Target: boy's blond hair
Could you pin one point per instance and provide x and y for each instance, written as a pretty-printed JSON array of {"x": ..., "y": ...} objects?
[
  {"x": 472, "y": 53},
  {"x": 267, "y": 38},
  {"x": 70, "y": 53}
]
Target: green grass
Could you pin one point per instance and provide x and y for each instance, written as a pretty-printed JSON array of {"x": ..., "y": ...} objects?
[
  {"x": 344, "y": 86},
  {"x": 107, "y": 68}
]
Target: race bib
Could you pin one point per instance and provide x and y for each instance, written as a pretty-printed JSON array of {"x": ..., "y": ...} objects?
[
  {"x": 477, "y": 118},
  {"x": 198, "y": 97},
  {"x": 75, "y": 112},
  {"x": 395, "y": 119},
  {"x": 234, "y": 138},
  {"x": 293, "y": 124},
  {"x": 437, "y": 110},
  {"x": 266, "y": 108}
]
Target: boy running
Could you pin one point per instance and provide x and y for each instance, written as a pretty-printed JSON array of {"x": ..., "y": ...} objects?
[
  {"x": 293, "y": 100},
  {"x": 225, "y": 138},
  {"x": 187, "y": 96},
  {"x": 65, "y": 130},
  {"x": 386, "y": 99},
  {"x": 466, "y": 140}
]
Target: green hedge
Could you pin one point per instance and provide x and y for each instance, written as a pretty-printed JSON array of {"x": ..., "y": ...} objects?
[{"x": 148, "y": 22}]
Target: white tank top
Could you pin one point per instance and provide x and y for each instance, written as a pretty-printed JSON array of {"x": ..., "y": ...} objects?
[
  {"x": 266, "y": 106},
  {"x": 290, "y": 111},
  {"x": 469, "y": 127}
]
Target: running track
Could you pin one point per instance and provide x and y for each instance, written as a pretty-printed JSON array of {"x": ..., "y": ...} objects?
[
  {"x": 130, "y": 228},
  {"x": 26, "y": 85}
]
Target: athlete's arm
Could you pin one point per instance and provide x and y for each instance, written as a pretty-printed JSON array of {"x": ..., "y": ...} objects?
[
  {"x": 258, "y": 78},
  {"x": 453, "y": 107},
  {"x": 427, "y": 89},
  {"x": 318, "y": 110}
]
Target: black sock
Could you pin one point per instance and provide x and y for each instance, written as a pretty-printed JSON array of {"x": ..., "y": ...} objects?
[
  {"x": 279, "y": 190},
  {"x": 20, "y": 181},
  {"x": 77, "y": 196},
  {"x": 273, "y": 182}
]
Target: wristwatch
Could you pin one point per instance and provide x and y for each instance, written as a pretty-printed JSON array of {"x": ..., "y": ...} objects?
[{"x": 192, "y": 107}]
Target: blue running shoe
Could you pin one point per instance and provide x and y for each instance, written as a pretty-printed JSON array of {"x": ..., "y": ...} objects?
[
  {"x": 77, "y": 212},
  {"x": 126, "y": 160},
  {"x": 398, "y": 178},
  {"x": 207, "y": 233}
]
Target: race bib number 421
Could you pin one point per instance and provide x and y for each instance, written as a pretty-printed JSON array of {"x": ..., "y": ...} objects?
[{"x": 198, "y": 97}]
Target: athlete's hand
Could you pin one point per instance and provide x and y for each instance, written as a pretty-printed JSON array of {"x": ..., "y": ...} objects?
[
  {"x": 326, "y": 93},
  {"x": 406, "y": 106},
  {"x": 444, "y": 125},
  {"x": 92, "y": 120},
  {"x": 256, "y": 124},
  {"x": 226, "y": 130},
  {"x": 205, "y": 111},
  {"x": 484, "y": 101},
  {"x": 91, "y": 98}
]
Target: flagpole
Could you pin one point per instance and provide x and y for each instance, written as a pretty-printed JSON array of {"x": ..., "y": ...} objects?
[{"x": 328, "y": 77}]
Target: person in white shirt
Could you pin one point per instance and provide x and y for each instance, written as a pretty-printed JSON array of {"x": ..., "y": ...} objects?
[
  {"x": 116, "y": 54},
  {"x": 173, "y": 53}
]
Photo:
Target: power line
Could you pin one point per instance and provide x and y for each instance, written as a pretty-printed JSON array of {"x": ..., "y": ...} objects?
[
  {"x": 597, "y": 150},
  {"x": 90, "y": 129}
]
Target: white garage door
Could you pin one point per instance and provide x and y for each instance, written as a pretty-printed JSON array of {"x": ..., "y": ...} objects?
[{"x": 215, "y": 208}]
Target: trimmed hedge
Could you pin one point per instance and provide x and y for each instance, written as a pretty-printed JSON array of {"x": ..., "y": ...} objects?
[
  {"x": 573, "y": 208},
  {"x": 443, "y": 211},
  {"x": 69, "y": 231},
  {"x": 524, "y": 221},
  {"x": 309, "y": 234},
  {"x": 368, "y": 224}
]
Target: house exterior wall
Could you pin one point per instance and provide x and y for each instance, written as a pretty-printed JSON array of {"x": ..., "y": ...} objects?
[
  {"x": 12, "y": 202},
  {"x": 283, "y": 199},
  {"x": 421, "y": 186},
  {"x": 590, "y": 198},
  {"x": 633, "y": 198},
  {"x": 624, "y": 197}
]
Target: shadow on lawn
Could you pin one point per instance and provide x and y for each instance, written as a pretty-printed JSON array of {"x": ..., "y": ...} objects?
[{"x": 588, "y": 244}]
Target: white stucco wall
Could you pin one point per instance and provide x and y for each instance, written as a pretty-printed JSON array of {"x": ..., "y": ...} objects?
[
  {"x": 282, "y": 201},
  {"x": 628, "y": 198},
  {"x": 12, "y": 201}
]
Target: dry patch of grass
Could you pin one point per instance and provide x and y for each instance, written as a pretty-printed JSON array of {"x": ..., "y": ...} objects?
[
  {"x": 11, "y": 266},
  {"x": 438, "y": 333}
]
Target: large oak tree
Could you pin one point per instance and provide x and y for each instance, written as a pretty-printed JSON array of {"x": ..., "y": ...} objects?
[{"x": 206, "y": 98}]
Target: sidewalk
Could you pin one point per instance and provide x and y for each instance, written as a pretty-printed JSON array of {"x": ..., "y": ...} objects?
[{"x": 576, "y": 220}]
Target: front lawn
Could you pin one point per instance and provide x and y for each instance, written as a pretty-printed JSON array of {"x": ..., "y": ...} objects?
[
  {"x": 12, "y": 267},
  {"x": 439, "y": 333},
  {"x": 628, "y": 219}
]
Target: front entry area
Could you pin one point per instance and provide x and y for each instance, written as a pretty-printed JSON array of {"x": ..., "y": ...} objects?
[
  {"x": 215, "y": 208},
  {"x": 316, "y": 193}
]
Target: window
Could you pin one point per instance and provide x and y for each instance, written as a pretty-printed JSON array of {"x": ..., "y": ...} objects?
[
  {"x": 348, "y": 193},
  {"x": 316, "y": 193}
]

┄┄┄┄┄┄┄┄┄┄

DIRECTIONS
Return all of the entries above verbatim, without altering a single character.

WORKED ANSWER
Target: boy's blond hair
Could you pin one point per instance and provide x and y for each instance, written as a pretty-printed JSON array of {"x": ..., "y": ...} objects?
[
  {"x": 472, "y": 53},
  {"x": 267, "y": 38},
  {"x": 70, "y": 53}
]
Target: green grass
Could you pin one point per instance and provide x and y for each instance, written as a pretty-printed JSON array of {"x": ..., "y": ...} objects?
[
  {"x": 344, "y": 86},
  {"x": 107, "y": 68}
]
Target: race bib
Could you pin one point per instance and provide x and y for each instance, written as a pretty-printed JSON array of {"x": ..., "y": ...} objects?
[
  {"x": 477, "y": 118},
  {"x": 198, "y": 97},
  {"x": 75, "y": 112},
  {"x": 395, "y": 119},
  {"x": 234, "y": 138},
  {"x": 293, "y": 124},
  {"x": 437, "y": 110},
  {"x": 266, "y": 108}
]
Target: boy running
Could you pin one point per instance and provide x and y for each instance, written as a pretty-printed JSON array of {"x": ..., "y": ...} objects?
[
  {"x": 293, "y": 100},
  {"x": 225, "y": 138},
  {"x": 187, "y": 96},
  {"x": 65, "y": 130},
  {"x": 386, "y": 99},
  {"x": 466, "y": 140}
]
Target: green hedge
Could you pin one point per instance and provide x and y for each instance, written as a pretty-printed JSON array of {"x": ..., "y": ...} objects?
[{"x": 148, "y": 22}]
Target: white tank top
Could you pin one point per instance and provide x and y for each instance, written as a pretty-printed JSON array of {"x": ..., "y": ...} objects?
[
  {"x": 266, "y": 106},
  {"x": 290, "y": 111},
  {"x": 469, "y": 127}
]
Target: running track
Could you pin one point per instance and provide x and y for each instance, written as a pretty-printed JSON array of {"x": ..., "y": ...} objects?
[
  {"x": 130, "y": 228},
  {"x": 26, "y": 85}
]
Target: athlete's arm
Could you pin one point per instance and provide x and y for each instance, written as a pretty-printed JSON array of {"x": ..., "y": ...} objects?
[
  {"x": 258, "y": 78},
  {"x": 453, "y": 107},
  {"x": 427, "y": 89},
  {"x": 318, "y": 110}
]
Target: black sock
Could you pin one point per instance and provide x and y for each instance, written as a pretty-printed JSON array of {"x": ..., "y": ...} objects?
[
  {"x": 279, "y": 190},
  {"x": 20, "y": 181},
  {"x": 77, "y": 196},
  {"x": 273, "y": 182}
]
Target: wristwatch
Could you pin one point per instance and provide x and y for each instance, written as a pretty-printed JSON array of {"x": ..., "y": ...} objects?
[{"x": 192, "y": 107}]
Target: blue running shoe
Could you pin one point per instance and provide x and y for each instance, written as a pretty-printed JSON array of {"x": ..., "y": ...} objects?
[
  {"x": 77, "y": 212},
  {"x": 126, "y": 160},
  {"x": 398, "y": 178},
  {"x": 207, "y": 233}
]
Target: race bib number 421
Could you pin one point per instance and provide x and y for each instance, written as a pretty-printed JSON array of {"x": ..., "y": ...} objects?
[{"x": 198, "y": 97}]
Target: athlete's hand
Could you pin one point per instance and provide x and y for each instance, written as a pretty-printed JSON array of {"x": ..., "y": ...} objects?
[
  {"x": 326, "y": 93},
  {"x": 406, "y": 106},
  {"x": 444, "y": 125},
  {"x": 92, "y": 120},
  {"x": 256, "y": 124},
  {"x": 226, "y": 130},
  {"x": 205, "y": 111},
  {"x": 484, "y": 101},
  {"x": 91, "y": 98}
]
Target: flagpole
Could you pin one point per instance and provide x and y for each instance, written as a pretty-printed JSON array of {"x": ..., "y": ...} objects?
[{"x": 328, "y": 77}]
Target: person in white shirt
Could you pin one point per instance and provide x and y for each instance, written as a pretty-printed JSON array of {"x": ..., "y": ...} objects?
[
  {"x": 116, "y": 54},
  {"x": 173, "y": 53}
]
Photo:
Target: power line
Could you pin one point per instance and provide x and y for each instance, written as a pretty-printed JSON array of {"x": ..., "y": ...} objects?
[
  {"x": 597, "y": 150},
  {"x": 90, "y": 129}
]
Target: white garage door
Could you pin one point per instance and provide x and y for each instance, written as a pretty-printed JSON array of {"x": ..., "y": ...} objects?
[{"x": 215, "y": 208}]
Target: trimmed hedge
Could you pin one point per instance and provide x and y for each instance, written as a pretty-printed JSON array of {"x": ..., "y": ...} objects?
[
  {"x": 573, "y": 208},
  {"x": 443, "y": 211},
  {"x": 69, "y": 231},
  {"x": 524, "y": 221},
  {"x": 309, "y": 234},
  {"x": 368, "y": 224}
]
Target: house exterior wall
Could you pin one point per instance and provide x and y for each instance, written as a pretty-printed JSON array of {"x": ..., "y": ...} objects?
[
  {"x": 12, "y": 202},
  {"x": 283, "y": 199},
  {"x": 421, "y": 186},
  {"x": 590, "y": 198},
  {"x": 633, "y": 198},
  {"x": 624, "y": 197}
]
Target: shadow on lawn
Could you pin one point per instance and provide x and y for each instance, written as a pretty-printed JSON array of {"x": ..., "y": ...} objects?
[{"x": 588, "y": 244}]
Target: white stucco wall
Could you pin one point per instance and provide x and y for each instance, written as a pretty-printed JSON array of {"x": ..., "y": ...} objects?
[
  {"x": 282, "y": 201},
  {"x": 628, "y": 198},
  {"x": 12, "y": 201}
]
Target: dry patch of grass
Could you pin one point per instance and provide x and y for each instance, written as a pretty-printed JSON array of {"x": ..., "y": ...} objects?
[
  {"x": 11, "y": 266},
  {"x": 438, "y": 333}
]
Target: large oak tree
Could you pin one point per instance and provide x and y for each instance, written as a pretty-printed JSON array of {"x": ..., "y": ...} objects?
[{"x": 206, "y": 98}]
Target: sidewalk
Could you pin one point per instance and provide x and y for each instance, written as a pretty-printed JSON array of {"x": ..., "y": ...} objects?
[{"x": 576, "y": 220}]
Target: front lawn
Could you pin one point per instance and provide x and y for each instance, written as a pretty-printed JSON array of {"x": ..., "y": ...} objects?
[
  {"x": 12, "y": 267},
  {"x": 439, "y": 333},
  {"x": 628, "y": 219}
]
Target: front entry area
Could you pin one point per instance and provide x and y for each instance, written as a pretty-printed JSON array of {"x": ..., "y": ...} objects?
[
  {"x": 215, "y": 208},
  {"x": 316, "y": 193}
]
Target: window
Could you pin one point per instance and provide x and y for each instance, written as a pretty-printed JSON array of {"x": ..., "y": ...} objects?
[
  {"x": 348, "y": 193},
  {"x": 316, "y": 193}
]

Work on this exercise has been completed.